--- Start Input data ---
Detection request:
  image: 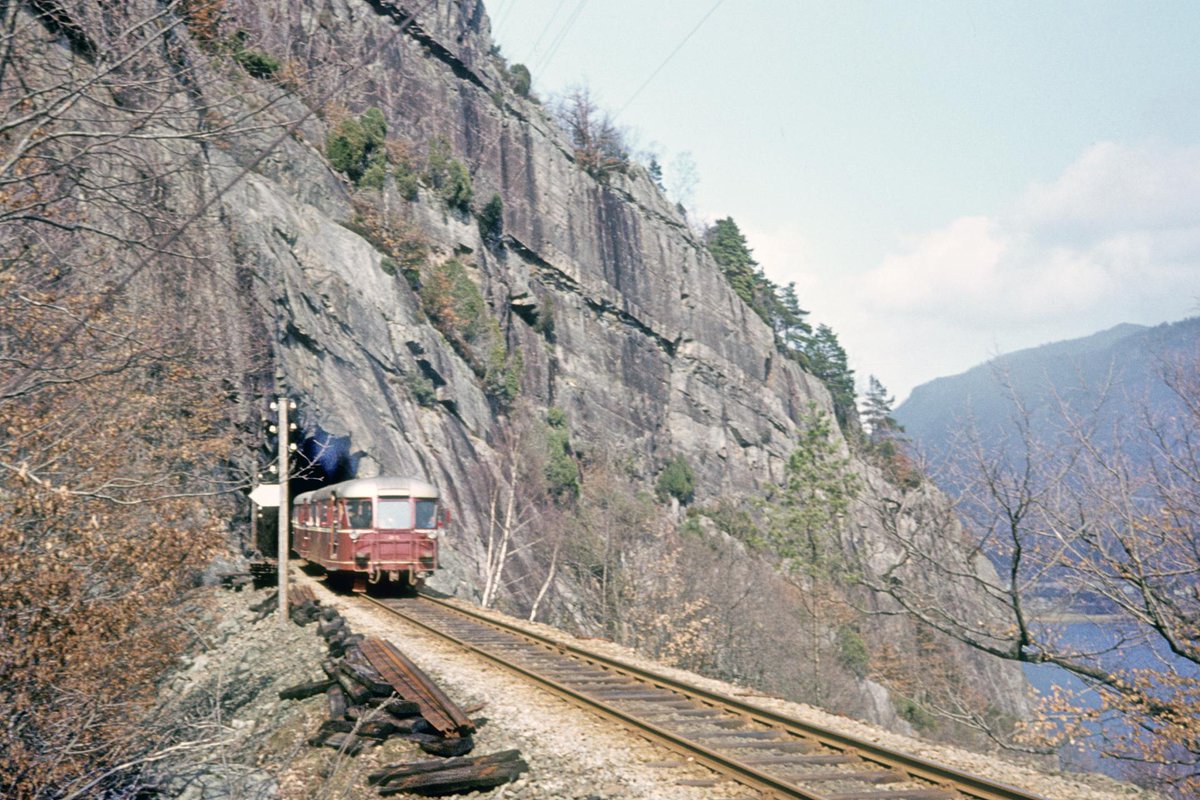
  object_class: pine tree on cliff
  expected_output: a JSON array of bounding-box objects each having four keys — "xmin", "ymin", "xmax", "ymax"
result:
[
  {"xmin": 863, "ymin": 375, "xmax": 904, "ymax": 444},
  {"xmin": 804, "ymin": 324, "xmax": 854, "ymax": 431},
  {"xmin": 704, "ymin": 217, "xmax": 762, "ymax": 314}
]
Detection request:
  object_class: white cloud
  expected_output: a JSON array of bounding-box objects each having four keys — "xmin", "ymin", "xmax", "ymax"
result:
[
  {"xmin": 847, "ymin": 143, "xmax": 1200, "ymax": 393},
  {"xmin": 1013, "ymin": 142, "xmax": 1200, "ymax": 239}
]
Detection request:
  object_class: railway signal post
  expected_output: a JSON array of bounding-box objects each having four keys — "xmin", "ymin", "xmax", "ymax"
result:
[{"xmin": 271, "ymin": 397, "xmax": 296, "ymax": 625}]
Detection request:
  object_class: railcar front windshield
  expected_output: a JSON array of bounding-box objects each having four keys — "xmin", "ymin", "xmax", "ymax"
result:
[
  {"xmin": 377, "ymin": 498, "xmax": 413, "ymax": 530},
  {"xmin": 415, "ymin": 500, "xmax": 438, "ymax": 530},
  {"xmin": 346, "ymin": 500, "xmax": 371, "ymax": 528}
]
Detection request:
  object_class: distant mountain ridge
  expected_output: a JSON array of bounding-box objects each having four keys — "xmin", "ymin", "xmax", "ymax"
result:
[{"xmin": 894, "ymin": 317, "xmax": 1200, "ymax": 462}]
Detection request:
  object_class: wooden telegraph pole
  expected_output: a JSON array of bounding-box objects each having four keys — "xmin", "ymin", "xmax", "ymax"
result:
[{"xmin": 272, "ymin": 397, "xmax": 295, "ymax": 625}]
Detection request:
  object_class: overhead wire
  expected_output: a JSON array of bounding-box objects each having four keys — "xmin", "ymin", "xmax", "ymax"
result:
[
  {"xmin": 526, "ymin": 0, "xmax": 566, "ymax": 61},
  {"xmin": 612, "ymin": 0, "xmax": 725, "ymax": 120},
  {"xmin": 536, "ymin": 0, "xmax": 588, "ymax": 72},
  {"xmin": 492, "ymin": 0, "xmax": 520, "ymax": 40}
]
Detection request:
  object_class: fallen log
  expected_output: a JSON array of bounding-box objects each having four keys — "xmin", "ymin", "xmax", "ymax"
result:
[
  {"xmin": 325, "ymin": 681, "xmax": 347, "ymax": 720},
  {"xmin": 406, "ymin": 733, "xmax": 475, "ymax": 757},
  {"xmin": 367, "ymin": 750, "xmax": 521, "ymax": 784},
  {"xmin": 308, "ymin": 733, "xmax": 368, "ymax": 756},
  {"xmin": 337, "ymin": 657, "xmax": 392, "ymax": 697},
  {"xmin": 360, "ymin": 637, "xmax": 475, "ymax": 736},
  {"xmin": 335, "ymin": 672, "xmax": 374, "ymax": 705},
  {"xmin": 379, "ymin": 751, "xmax": 529, "ymax": 798},
  {"xmin": 366, "ymin": 696, "xmax": 421, "ymax": 717},
  {"xmin": 250, "ymin": 591, "xmax": 280, "ymax": 614}
]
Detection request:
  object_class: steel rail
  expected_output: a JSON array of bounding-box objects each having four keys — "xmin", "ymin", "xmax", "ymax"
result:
[
  {"xmin": 360, "ymin": 595, "xmax": 828, "ymax": 800},
  {"xmin": 365, "ymin": 594, "xmax": 1045, "ymax": 800}
]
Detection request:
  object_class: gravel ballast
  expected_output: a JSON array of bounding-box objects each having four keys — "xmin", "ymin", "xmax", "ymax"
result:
[{"xmin": 154, "ymin": 571, "xmax": 1158, "ymax": 800}]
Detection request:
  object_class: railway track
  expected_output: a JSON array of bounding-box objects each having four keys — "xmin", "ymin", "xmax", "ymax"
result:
[{"xmin": 361, "ymin": 595, "xmax": 1042, "ymax": 800}]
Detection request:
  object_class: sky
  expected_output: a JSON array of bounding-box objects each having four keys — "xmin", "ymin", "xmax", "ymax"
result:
[{"xmin": 487, "ymin": 0, "xmax": 1200, "ymax": 399}]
--- End Input data ---
■ Written request ■
Without including any pictures, reproduce the listing exactly.

■ Answer for this exercise ■
Detection request:
  image: 
  object_class: pine tree on cliff
  expected_output: a JSON array of bounding-box objects each having four keys — "xmin", "ymin", "xmax", "ymax"
result:
[
  {"xmin": 863, "ymin": 375, "xmax": 904, "ymax": 444},
  {"xmin": 804, "ymin": 324, "xmax": 854, "ymax": 431},
  {"xmin": 704, "ymin": 217, "xmax": 762, "ymax": 314}
]
Detection request:
  object_class: white cloud
  expected_output: a JSON array of bounding-box objects each having four keys — "xmin", "ymin", "xmax", "ymax"
result:
[
  {"xmin": 847, "ymin": 143, "xmax": 1200, "ymax": 393},
  {"xmin": 1013, "ymin": 142, "xmax": 1200, "ymax": 239}
]
Detection request:
  object_class: railway signal post
  expected_output: a JSON array of bounding-box objects each having four keys — "xmin", "ymin", "xmax", "ymax"
result:
[{"xmin": 271, "ymin": 397, "xmax": 296, "ymax": 625}]
Detection request:
  object_class: railcar front windshield
  expected_output: a JSON array of bounding-box objects each having four keys — "xmin", "ymin", "xmax", "ymax"
result:
[
  {"xmin": 377, "ymin": 498, "xmax": 413, "ymax": 530},
  {"xmin": 415, "ymin": 500, "xmax": 438, "ymax": 530},
  {"xmin": 346, "ymin": 500, "xmax": 371, "ymax": 528}
]
Detection request:
  object_class: distant mountain ridge
  expected_output: a JSON array of bounding-box objects each having four keys — "xmin", "ymin", "xmax", "ymax"
result:
[{"xmin": 894, "ymin": 317, "xmax": 1200, "ymax": 462}]
Detection request:
  object_class: wooden telegraph pole
  expected_output: a JSON array of bounding-box objects each having four keys — "xmin", "ymin", "xmax", "ymax"
result:
[{"xmin": 272, "ymin": 397, "xmax": 295, "ymax": 625}]
Detection request:
  object_class: overhead wire
  expected_output: a JSON array of bounding-box objects each having four keys — "xmin", "ymin", "xmax", "ymax"
result:
[
  {"xmin": 526, "ymin": 0, "xmax": 566, "ymax": 61},
  {"xmin": 612, "ymin": 0, "xmax": 725, "ymax": 120},
  {"xmin": 536, "ymin": 0, "xmax": 588, "ymax": 72},
  {"xmin": 492, "ymin": 0, "xmax": 520, "ymax": 40}
]
Detection request:
  object_class: fallen log
  expected_output: a JSON array of bounding-box objects each having four keys — "xmin", "ymin", "xmax", "ymax"
result:
[
  {"xmin": 325, "ymin": 681, "xmax": 347, "ymax": 720},
  {"xmin": 406, "ymin": 733, "xmax": 475, "ymax": 757},
  {"xmin": 367, "ymin": 750, "xmax": 521, "ymax": 784},
  {"xmin": 308, "ymin": 733, "xmax": 368, "ymax": 756},
  {"xmin": 337, "ymin": 657, "xmax": 392, "ymax": 697},
  {"xmin": 360, "ymin": 637, "xmax": 475, "ymax": 736},
  {"xmin": 335, "ymin": 672, "xmax": 374, "ymax": 705},
  {"xmin": 379, "ymin": 751, "xmax": 529, "ymax": 798},
  {"xmin": 366, "ymin": 696, "xmax": 421, "ymax": 717},
  {"xmin": 250, "ymin": 591, "xmax": 280, "ymax": 614}
]
Detection request:
  object_class: steel rail
  expected_output: a JSON array of bounding-box objects each having four keys — "xmin", "ymin", "xmax", "ymax"
result:
[
  {"xmin": 360, "ymin": 595, "xmax": 828, "ymax": 800},
  {"xmin": 365, "ymin": 594, "xmax": 1045, "ymax": 800}
]
Detection request:
  object_class: gravel ballast
  expected_output: a JSON array of bounding-box objects each having four keys — "xmin", "ymin", "xmax", "ymax"
result:
[{"xmin": 154, "ymin": 571, "xmax": 1158, "ymax": 800}]
Detection request:
  object_class: railway track
  expected_output: a JSON array of bounding-box objects each having four keys — "xmin", "ymin", "xmax", "ymax"
result:
[{"xmin": 361, "ymin": 595, "xmax": 1042, "ymax": 800}]
Detection request:
  object_class: sky
  expected_output: a JSON array of bounding-box objects each having four keys — "xmin", "ymin", "xmax", "ymax"
result:
[{"xmin": 487, "ymin": 0, "xmax": 1200, "ymax": 399}]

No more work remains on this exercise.